--- Data for analysis Enclosed Below ---

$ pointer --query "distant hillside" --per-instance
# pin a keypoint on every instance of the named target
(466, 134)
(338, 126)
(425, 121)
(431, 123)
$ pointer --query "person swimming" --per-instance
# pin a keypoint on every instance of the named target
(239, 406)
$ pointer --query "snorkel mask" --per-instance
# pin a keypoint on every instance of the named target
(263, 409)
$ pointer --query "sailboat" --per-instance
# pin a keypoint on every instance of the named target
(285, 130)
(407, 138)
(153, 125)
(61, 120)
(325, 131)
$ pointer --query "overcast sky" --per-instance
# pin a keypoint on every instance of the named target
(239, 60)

--- End of Enclosed Data for analysis ---

## Your instructions
For each line above that contains the word "pointer", make a copy.

## Answer section
$ pointer --query "distant hillside" --per-instance
$ pointer --query "person swimming" --per-instance
$ pointer --query "snorkel mask" --per-instance
$ pointer --query "sailboat" --per-instance
$ pointer --query "overcast sky" --per-instance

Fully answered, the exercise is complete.